Work to do ▸ Write out each record again exactly as it stands.
+ + + + +
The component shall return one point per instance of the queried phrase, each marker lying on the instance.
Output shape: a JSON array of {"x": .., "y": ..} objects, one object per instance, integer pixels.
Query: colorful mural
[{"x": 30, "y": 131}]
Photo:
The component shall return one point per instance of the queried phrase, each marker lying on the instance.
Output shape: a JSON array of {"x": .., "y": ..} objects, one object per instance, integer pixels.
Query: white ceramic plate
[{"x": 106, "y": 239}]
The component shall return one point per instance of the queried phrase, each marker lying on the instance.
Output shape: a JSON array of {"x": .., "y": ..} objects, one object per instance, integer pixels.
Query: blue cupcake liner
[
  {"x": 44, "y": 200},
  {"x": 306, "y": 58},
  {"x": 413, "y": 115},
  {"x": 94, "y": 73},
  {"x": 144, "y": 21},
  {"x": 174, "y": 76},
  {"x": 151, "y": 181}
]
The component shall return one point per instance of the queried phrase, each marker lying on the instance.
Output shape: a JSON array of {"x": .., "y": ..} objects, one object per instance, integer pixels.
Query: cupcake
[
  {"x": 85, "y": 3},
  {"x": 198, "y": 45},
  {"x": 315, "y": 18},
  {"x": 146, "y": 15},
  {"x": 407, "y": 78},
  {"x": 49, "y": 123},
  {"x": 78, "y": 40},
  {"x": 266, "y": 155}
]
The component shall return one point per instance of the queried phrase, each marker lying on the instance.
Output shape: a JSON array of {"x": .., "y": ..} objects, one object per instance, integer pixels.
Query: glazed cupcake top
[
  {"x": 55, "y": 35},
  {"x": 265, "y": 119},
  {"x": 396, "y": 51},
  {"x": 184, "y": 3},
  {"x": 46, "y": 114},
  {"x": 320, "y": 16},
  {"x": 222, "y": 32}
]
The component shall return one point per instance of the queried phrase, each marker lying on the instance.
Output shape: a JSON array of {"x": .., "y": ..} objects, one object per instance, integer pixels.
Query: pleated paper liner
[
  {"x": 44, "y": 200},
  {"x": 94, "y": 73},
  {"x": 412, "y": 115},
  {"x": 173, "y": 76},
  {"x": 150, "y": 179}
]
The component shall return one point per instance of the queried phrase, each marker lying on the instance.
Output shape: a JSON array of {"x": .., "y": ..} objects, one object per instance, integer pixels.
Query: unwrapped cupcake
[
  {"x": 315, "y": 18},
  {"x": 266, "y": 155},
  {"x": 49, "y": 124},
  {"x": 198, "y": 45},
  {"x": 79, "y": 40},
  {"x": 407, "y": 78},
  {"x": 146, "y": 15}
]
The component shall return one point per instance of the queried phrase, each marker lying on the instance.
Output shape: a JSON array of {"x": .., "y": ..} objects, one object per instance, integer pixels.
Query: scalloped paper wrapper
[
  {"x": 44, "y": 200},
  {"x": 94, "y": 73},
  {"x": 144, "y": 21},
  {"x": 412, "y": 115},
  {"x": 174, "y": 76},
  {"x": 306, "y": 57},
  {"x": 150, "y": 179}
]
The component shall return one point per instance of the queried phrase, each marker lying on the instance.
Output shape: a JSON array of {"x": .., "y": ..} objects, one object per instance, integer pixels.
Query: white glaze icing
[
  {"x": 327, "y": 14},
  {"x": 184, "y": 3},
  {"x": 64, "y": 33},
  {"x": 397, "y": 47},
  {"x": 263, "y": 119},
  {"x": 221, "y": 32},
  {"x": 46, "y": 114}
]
+ + + + +
Finished task ▸
The component shall return one point per instance of the queried phrase, each marker lying on the instance.
Output shape: a JSON array of {"x": .., "y": ..} objects, one object per instance, integer pixels.
Query: colorful mural
[{"x": 30, "y": 131}]
Photo:
The component shall return one point per instance of the queried phrase, each marker lying on the instance.
Output shape: a JSON array of {"x": .., "y": ..} objects, one object per instance, integer pixels.
Query: white ceramic plate
[{"x": 106, "y": 239}]
The component shall return one point per instance of the queried phrase, each marker lying on the instance.
Output shape: a JSON array of {"x": .., "y": ..} objects, one object per instance, integer pixels.
Query: blue cupcake liner
[
  {"x": 44, "y": 200},
  {"x": 306, "y": 58},
  {"x": 413, "y": 115},
  {"x": 94, "y": 73},
  {"x": 144, "y": 21},
  {"x": 174, "y": 76},
  {"x": 151, "y": 181}
]
The component shall return one point per instance of the queried phrase, each marker lying on the instance.
Output shape: a JSON array of {"x": .., "y": ..} objects, one object per instance, integer pixels.
Query: cupcake
[
  {"x": 85, "y": 3},
  {"x": 198, "y": 45},
  {"x": 315, "y": 18},
  {"x": 146, "y": 15},
  {"x": 407, "y": 78},
  {"x": 49, "y": 123},
  {"x": 78, "y": 40},
  {"x": 266, "y": 155}
]
The component shall return one point per instance of the queried phrase, each marker lying on the instance.
Output shape: a JSON array of {"x": .., "y": ..} objects, one object per instance, integer pixels.
Query: glazed cupcake top
[
  {"x": 55, "y": 35},
  {"x": 265, "y": 119},
  {"x": 396, "y": 51},
  {"x": 184, "y": 3},
  {"x": 46, "y": 114},
  {"x": 320, "y": 16},
  {"x": 222, "y": 32}
]
The component shall return one point per instance of the queried phrase, each marker lying on the instance.
Output shape: a JSON array of {"x": .., "y": ..} objects, one object per instance, integer pixels.
Query: pleated paper liner
[
  {"x": 44, "y": 200},
  {"x": 94, "y": 73},
  {"x": 412, "y": 115},
  {"x": 173, "y": 76},
  {"x": 150, "y": 179}
]
The component shall return one point per instance of the queried phrase, each marker lying on the instance.
Output shape: a JSON array of {"x": .., "y": ..} objects, one object per instance, integer pixels.
Query: unwrapped cupcake
[
  {"x": 315, "y": 18},
  {"x": 266, "y": 155},
  {"x": 49, "y": 124},
  {"x": 198, "y": 45},
  {"x": 79, "y": 40},
  {"x": 407, "y": 78},
  {"x": 146, "y": 15}
]
The component shall return one point per instance of the queried phrase, each marker lying on the instance.
Output shape: a JSON array of {"x": .., "y": ..} objects, one object per instance, integer pixels.
Query: scalloped paper wrapper
[
  {"x": 44, "y": 200},
  {"x": 94, "y": 73},
  {"x": 144, "y": 21},
  {"x": 412, "y": 115},
  {"x": 174, "y": 76},
  {"x": 306, "y": 57},
  {"x": 150, "y": 179}
]
The component shall return one point per instance of the queried phrase, each marker lying on the instance.
Output shape: a JSON array of {"x": .., "y": ..} objects, one object per instance, integer pixels.
Query: white glaze icing
[
  {"x": 327, "y": 14},
  {"x": 184, "y": 3},
  {"x": 64, "y": 33},
  {"x": 397, "y": 47},
  {"x": 263, "y": 119},
  {"x": 221, "y": 32},
  {"x": 46, "y": 114}
]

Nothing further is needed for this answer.